- Aim of the task: Find the line with "Seedling-scouting request: tag the black" in the listing below. Write it out exactly, along with every later line up to the final one.

- Exercise materials:
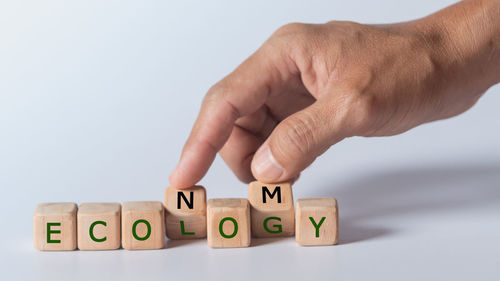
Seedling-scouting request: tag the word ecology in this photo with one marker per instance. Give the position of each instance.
(268, 212)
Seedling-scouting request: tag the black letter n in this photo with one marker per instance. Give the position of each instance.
(277, 190)
(189, 203)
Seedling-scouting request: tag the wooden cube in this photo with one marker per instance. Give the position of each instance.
(272, 211)
(186, 212)
(54, 227)
(99, 226)
(228, 223)
(316, 221)
(143, 225)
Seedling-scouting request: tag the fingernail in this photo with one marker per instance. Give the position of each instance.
(265, 165)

- Answer to the exercise:
Seedling-scouting request: tag the black letter n in this photo with one marker per instance. Give the position of each instance.
(277, 190)
(189, 203)
Seedling-scouting request: tag the wooden cube in this photo with one marker per instance. Give the position of each instance.
(272, 211)
(186, 212)
(54, 227)
(99, 226)
(228, 223)
(316, 221)
(143, 225)
Seedling-scouting request: tag the fingernail in this photo with one marker per instance. Give the position of each instance.
(265, 165)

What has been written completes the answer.